*The task*
Format every line of the entries below as a Markdown table with two columns, No. and Text: No. numbers each line in order and Text holds the line itself. Leave out blank lines.

*Input material*

══════════════════════════════

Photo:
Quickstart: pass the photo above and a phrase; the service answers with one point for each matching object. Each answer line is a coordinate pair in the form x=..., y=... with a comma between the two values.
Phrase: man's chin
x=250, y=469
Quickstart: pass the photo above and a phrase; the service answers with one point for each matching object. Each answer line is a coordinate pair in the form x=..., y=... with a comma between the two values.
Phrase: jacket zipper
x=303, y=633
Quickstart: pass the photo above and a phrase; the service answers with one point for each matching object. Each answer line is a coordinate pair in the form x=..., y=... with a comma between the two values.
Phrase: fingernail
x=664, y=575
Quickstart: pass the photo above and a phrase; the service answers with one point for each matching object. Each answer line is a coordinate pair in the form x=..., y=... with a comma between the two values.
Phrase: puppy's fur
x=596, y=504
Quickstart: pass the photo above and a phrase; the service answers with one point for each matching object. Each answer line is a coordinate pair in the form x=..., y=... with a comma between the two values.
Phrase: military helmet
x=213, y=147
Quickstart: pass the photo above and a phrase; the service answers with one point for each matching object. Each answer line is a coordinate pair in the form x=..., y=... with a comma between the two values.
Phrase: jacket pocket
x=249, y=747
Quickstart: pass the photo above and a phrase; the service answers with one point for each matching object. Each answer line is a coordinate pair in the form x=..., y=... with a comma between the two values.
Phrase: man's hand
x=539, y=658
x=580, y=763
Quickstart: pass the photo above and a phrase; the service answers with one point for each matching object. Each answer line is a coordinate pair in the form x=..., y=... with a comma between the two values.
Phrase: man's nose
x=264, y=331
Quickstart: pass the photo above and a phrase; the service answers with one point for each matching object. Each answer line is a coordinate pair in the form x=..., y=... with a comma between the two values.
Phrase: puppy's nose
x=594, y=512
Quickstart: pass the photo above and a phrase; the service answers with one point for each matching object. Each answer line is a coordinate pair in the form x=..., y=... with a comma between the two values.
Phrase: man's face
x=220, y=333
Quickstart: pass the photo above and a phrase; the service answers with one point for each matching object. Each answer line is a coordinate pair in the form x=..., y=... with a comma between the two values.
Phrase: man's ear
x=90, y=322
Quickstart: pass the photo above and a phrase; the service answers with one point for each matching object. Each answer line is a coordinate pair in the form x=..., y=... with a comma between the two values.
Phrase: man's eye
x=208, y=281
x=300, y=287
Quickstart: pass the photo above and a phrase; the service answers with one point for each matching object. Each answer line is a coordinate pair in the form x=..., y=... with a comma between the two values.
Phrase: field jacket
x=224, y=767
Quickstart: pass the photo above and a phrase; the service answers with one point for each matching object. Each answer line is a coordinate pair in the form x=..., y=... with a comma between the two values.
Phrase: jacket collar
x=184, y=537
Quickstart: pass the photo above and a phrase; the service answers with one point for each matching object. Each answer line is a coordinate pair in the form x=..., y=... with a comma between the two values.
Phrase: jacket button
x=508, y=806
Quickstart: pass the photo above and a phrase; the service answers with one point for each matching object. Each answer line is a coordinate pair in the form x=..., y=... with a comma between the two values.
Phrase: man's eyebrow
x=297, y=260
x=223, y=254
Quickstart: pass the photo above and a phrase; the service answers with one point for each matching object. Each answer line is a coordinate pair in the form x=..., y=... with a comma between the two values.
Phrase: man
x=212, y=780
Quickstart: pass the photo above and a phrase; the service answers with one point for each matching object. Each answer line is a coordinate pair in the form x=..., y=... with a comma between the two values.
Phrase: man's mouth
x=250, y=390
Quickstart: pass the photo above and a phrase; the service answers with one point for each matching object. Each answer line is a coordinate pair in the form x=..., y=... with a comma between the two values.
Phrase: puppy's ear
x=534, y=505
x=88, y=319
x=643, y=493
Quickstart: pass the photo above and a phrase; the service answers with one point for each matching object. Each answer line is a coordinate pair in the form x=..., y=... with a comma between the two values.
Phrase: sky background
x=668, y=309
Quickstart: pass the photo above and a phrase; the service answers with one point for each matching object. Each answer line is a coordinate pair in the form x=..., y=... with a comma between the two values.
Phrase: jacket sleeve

══════════════════════════════

*Solution to the problem*
| No. | Text |
|---|---|
| 1 | Photo: |
| 2 | Quickstart: pass the photo above and a phrase; the service answers with one point for each matching object. Each answer line is a coordinate pair in the form x=..., y=... with a comma between the two values. |
| 3 | Phrase: man's chin |
| 4 | x=250, y=469 |
| 5 | Quickstart: pass the photo above and a phrase; the service answers with one point for each matching object. Each answer line is a coordinate pair in the form x=..., y=... with a comma between the two values. |
| 6 | Phrase: jacket zipper |
| 7 | x=303, y=633 |
| 8 | Quickstart: pass the photo above and a phrase; the service answers with one point for each matching object. Each answer line is a coordinate pair in the form x=..., y=... with a comma between the two values. |
| 9 | Phrase: fingernail |
| 10 | x=664, y=575 |
| 11 | Quickstart: pass the photo above and a phrase; the service answers with one point for each matching object. Each answer line is a coordinate pair in the form x=..., y=... with a comma between the two values. |
| 12 | Phrase: puppy's fur |
| 13 | x=596, y=504 |
| 14 | Quickstart: pass the photo above and a phrase; the service answers with one point for each matching object. Each answer line is a coordinate pair in the form x=..., y=... with a comma between the two values. |
| 15 | Phrase: military helmet |
| 16 | x=213, y=147 |
| 17 | Quickstart: pass the photo above and a phrase; the service answers with one point for each matching object. Each answer line is a coordinate pair in the form x=..., y=... with a comma between the two values. |
| 18 | Phrase: jacket pocket |
| 19 | x=249, y=747 |
| 20 | Quickstart: pass the photo above and a phrase; the service answers with one point for each matching object. Each answer line is a coordinate pair in the form x=..., y=... with a comma between the two values. |
| 21 | Phrase: man's hand |
| 22 | x=539, y=658 |
| 23 | x=580, y=763 |
| 24 | Quickstart: pass the photo above and a phrase; the service answers with one point for each matching object. Each answer line is a coordinate pair in the form x=..., y=... with a comma between the two values. |
| 25 | Phrase: man's nose |
| 26 | x=264, y=331 |
| 27 | Quickstart: pass the photo above and a phrase; the service answers with one point for each matching object. Each answer line is a coordinate pair in the form x=..., y=... with a comma between the two values. |
| 28 | Phrase: puppy's nose |
| 29 | x=594, y=512 |
| 30 | Quickstart: pass the photo above and a phrase; the service answers with one point for each matching object. Each answer line is a coordinate pair in the form x=..., y=... with a comma between the two values. |
| 31 | Phrase: man's face |
| 32 | x=220, y=333 |
| 33 | Quickstart: pass the photo above and a phrase; the service answers with one point for each matching object. Each answer line is a coordinate pair in the form x=..., y=... with a comma between the two values. |
| 34 | Phrase: man's ear |
| 35 | x=90, y=322 |
| 36 | Quickstart: pass the photo above and a phrase; the service answers with one point for each matching object. Each answer line is a coordinate pair in the form x=..., y=... with a comma between the two values. |
| 37 | Phrase: man's eye |
| 38 | x=208, y=281 |
| 39 | x=300, y=287 |
| 40 | Quickstart: pass the photo above and a phrase; the service answers with one point for each matching object. Each answer line is a coordinate pair in the form x=..., y=... with a comma between the two values. |
| 41 | Phrase: field jacket |
| 42 | x=224, y=767 |
| 43 | Quickstart: pass the photo above and a phrase; the service answers with one point for each matching object. Each answer line is a coordinate pair in the form x=..., y=... with a comma between the two values. |
| 44 | Phrase: jacket collar |
| 45 | x=184, y=537 |
| 46 | Quickstart: pass the photo above and a phrase; the service answers with one point for each matching object. Each answer line is a coordinate pair in the form x=..., y=... with a comma between the two values. |
| 47 | Phrase: jacket button |
| 48 | x=508, y=806 |
| 49 | Quickstart: pass the photo above and a phrase; the service answers with one point for each matching object. Each answer line is a coordinate pair in the form x=..., y=... with a comma between the two values. |
| 50 | Phrase: man's eyebrow |
| 51 | x=297, y=260 |
| 52 | x=223, y=254 |
| 53 | Quickstart: pass the photo above and a phrase; the service answers with one point for each matching object. Each answer line is a coordinate pair in the form x=..., y=... with a comma between the two values. |
| 54 | Phrase: man |
| 55 | x=212, y=780 |
| 56 | Quickstart: pass the photo above and a phrase; the service answers with one point for each matching object. Each answer line is a coordinate pair in the form x=..., y=... with a comma between the two values. |
| 57 | Phrase: man's mouth |
| 58 | x=250, y=390 |
| 59 | Quickstart: pass the photo above and a phrase; the service answers with one point for each matching object. Each answer line is a coordinate pair in the form x=..., y=... with a comma between the two values. |
| 60 | Phrase: puppy's ear |
| 61 | x=534, y=505 |
| 62 | x=88, y=319 |
| 63 | x=643, y=493 |
| 64 | Quickstart: pass the photo above and a phrase; the service answers with one point for each matching object. Each answer line is a coordinate pair in the form x=..., y=... with a comma between the two values. |
| 65 | Phrase: sky background |
| 66 | x=668, y=309 |
| 67 | Quickstart: pass the photo above and a phrase; the service answers with one point for each matching object. Each answer line is a coordinate pair in the form x=..., y=... with a comma between the two values. |
| 68 | Phrase: jacket sleeve |